**GOAL OF THE EXERCISE:**
Could you return every line of the records below that contains the word "shadow"?
(THE DATA Opens)
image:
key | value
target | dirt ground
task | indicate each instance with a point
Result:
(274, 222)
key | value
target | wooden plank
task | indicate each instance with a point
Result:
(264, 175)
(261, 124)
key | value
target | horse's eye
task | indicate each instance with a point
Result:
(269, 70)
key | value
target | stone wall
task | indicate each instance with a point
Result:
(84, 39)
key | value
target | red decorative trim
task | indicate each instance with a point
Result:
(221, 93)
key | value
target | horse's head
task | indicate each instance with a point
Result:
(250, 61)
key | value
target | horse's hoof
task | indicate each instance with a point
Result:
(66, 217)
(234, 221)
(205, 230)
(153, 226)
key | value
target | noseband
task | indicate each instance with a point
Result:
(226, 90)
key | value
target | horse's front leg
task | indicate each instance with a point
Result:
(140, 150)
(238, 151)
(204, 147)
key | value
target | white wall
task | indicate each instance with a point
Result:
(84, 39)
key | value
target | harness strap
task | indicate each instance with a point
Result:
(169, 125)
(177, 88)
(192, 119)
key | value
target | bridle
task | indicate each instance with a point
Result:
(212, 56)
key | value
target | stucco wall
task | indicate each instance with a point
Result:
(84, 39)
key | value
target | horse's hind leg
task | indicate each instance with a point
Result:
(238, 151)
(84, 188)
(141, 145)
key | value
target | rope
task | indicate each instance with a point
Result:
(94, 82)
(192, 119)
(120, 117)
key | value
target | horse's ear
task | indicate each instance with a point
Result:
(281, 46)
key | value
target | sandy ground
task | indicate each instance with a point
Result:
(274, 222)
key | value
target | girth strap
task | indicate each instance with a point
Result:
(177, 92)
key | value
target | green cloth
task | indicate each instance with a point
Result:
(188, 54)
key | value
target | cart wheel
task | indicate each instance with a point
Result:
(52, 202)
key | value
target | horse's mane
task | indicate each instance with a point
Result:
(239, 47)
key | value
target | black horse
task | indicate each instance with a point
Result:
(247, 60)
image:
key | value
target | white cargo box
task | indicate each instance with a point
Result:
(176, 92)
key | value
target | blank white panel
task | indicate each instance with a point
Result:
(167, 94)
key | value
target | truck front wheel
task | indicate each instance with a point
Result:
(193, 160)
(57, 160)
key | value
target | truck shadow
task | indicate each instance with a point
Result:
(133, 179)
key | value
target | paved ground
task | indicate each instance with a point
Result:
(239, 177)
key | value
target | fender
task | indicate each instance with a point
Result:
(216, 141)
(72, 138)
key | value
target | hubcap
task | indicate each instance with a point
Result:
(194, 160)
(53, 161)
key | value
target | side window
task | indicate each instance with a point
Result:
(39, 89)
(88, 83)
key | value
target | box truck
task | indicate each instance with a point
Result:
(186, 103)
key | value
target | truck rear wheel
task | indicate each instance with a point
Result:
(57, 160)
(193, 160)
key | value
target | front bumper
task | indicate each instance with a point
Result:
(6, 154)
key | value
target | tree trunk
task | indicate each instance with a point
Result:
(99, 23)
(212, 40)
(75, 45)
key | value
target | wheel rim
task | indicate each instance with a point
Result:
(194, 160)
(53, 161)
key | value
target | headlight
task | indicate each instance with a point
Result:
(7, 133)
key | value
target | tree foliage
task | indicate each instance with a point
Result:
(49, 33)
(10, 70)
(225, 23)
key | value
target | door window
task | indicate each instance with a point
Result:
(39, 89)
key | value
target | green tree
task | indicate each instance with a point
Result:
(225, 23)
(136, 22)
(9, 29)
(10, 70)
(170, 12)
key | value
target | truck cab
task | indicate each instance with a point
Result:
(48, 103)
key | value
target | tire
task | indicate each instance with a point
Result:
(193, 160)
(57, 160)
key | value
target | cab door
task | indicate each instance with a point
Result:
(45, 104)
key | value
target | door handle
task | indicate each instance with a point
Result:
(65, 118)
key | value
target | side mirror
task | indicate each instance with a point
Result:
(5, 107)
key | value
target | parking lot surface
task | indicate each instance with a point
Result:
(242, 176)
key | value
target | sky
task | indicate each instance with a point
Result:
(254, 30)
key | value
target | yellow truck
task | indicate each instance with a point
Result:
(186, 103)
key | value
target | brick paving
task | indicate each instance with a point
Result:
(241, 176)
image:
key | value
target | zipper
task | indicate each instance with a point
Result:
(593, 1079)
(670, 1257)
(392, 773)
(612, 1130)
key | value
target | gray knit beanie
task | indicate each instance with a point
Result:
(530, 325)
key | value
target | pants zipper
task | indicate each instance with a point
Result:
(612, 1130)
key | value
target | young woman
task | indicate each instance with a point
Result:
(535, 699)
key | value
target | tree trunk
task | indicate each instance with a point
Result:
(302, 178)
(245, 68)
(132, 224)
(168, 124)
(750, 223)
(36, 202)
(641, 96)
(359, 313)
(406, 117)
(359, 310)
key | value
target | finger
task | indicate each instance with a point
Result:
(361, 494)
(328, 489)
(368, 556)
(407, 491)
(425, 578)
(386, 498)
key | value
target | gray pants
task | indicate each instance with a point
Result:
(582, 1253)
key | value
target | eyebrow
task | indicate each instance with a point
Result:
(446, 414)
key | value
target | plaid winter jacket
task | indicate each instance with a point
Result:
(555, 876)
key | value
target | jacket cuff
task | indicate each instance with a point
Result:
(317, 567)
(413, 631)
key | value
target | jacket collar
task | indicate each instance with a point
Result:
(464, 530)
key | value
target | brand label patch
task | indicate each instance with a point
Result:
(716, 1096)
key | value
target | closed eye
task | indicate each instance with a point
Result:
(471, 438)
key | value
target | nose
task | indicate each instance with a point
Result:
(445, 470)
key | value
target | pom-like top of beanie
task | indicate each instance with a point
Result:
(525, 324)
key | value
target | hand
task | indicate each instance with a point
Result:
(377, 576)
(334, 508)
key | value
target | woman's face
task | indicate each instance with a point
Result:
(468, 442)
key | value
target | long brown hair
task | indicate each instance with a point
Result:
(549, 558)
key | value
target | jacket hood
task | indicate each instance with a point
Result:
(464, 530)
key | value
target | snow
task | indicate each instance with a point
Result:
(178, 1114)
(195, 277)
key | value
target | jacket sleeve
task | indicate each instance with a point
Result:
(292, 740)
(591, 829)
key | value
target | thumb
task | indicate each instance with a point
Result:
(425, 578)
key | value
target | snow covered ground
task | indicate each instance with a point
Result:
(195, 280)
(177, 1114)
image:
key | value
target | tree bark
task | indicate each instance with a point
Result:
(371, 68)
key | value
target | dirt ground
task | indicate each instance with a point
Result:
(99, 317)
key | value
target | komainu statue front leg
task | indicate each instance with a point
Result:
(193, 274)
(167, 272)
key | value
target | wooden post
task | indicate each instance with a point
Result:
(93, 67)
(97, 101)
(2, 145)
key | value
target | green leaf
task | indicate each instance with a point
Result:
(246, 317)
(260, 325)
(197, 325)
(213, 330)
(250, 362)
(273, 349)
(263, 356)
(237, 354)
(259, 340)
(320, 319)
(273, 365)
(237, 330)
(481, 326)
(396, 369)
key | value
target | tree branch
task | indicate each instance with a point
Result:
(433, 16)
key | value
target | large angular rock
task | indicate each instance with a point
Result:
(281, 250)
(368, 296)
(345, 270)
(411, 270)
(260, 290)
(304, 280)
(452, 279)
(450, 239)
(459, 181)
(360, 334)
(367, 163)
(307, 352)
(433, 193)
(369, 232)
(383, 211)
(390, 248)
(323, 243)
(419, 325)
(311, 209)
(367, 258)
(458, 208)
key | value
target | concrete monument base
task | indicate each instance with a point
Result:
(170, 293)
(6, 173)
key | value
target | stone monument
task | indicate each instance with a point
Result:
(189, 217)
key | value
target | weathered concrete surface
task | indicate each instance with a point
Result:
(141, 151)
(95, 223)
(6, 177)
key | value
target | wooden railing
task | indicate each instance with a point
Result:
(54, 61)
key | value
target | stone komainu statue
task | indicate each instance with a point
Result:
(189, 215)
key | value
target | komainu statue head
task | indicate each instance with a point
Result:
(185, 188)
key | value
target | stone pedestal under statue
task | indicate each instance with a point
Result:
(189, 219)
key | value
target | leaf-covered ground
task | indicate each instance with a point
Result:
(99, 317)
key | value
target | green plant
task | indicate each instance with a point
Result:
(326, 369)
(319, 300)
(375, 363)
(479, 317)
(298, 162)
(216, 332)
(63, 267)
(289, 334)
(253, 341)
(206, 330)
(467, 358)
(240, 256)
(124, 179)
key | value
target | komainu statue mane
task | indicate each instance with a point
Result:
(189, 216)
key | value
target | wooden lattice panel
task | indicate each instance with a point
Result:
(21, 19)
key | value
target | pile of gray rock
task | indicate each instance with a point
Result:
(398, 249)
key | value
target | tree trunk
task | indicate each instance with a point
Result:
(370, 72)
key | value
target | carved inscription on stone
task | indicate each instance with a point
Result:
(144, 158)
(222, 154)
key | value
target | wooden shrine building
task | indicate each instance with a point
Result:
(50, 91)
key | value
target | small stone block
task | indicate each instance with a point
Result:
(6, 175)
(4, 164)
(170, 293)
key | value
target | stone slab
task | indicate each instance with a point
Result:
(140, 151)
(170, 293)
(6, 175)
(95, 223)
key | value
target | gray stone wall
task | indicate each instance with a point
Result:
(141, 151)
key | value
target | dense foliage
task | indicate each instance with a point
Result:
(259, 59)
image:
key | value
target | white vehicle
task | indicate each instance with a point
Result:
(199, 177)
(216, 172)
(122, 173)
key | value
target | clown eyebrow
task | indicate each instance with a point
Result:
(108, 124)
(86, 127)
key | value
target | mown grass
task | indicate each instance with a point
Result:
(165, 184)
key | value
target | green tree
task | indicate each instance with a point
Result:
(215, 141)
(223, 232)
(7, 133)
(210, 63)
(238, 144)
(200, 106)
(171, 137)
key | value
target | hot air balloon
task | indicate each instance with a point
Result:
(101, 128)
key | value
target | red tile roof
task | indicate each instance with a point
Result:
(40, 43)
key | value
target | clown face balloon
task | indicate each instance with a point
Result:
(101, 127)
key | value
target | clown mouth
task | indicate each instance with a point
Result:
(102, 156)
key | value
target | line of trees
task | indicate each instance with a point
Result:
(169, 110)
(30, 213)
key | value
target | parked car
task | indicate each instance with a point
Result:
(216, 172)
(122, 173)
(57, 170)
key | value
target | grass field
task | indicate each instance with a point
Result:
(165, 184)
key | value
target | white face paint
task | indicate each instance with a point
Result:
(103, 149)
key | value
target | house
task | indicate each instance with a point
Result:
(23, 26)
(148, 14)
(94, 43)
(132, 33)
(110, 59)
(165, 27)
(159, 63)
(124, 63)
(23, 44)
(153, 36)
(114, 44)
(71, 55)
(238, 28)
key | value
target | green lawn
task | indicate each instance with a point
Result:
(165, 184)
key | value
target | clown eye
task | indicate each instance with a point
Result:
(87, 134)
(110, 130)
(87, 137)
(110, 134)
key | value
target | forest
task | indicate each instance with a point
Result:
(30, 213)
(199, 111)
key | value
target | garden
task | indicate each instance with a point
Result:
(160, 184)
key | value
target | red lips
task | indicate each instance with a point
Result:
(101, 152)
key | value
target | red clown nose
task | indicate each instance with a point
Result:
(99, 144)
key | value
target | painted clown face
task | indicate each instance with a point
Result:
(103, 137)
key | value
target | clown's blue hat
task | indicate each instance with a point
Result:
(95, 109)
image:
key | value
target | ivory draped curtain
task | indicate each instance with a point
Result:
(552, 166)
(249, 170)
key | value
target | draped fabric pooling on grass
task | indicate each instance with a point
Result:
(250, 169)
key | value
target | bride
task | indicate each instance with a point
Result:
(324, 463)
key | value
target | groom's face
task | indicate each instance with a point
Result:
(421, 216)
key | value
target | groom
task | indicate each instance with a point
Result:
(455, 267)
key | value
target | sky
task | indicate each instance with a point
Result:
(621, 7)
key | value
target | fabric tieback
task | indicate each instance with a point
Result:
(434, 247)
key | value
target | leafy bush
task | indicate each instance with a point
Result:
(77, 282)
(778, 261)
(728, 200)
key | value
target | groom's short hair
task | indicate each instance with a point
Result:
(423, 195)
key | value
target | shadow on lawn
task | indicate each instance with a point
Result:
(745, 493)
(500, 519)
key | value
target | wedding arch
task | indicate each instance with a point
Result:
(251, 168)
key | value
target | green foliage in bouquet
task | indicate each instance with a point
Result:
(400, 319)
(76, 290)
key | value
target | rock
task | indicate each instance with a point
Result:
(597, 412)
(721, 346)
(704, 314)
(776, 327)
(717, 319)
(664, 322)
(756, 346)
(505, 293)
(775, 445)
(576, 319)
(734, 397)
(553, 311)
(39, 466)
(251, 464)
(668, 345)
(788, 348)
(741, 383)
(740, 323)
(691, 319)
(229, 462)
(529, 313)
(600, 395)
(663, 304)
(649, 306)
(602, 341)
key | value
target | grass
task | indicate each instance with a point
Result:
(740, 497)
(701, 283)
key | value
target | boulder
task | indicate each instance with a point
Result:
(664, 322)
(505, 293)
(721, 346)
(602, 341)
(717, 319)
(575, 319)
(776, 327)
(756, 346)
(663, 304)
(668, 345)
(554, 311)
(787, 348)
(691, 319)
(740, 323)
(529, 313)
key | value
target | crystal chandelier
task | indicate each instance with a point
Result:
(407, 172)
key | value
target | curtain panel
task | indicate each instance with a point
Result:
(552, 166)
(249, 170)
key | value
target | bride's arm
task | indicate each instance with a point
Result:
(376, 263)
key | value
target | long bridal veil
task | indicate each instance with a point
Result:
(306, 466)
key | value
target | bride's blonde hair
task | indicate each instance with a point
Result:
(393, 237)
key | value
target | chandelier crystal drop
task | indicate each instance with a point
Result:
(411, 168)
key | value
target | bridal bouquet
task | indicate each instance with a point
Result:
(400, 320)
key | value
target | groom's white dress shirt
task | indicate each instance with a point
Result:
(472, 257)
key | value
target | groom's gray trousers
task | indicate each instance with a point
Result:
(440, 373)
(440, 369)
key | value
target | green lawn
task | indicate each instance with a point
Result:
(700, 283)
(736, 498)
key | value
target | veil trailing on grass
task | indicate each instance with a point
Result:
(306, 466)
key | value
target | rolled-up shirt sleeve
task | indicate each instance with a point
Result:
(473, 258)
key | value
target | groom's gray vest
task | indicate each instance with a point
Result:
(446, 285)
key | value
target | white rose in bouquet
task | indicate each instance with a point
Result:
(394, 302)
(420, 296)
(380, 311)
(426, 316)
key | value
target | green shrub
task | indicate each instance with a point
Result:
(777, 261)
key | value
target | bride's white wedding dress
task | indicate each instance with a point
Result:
(THE DATA Closes)
**ANSWER BOX:**
target | truck shadow
target | shadow on lawn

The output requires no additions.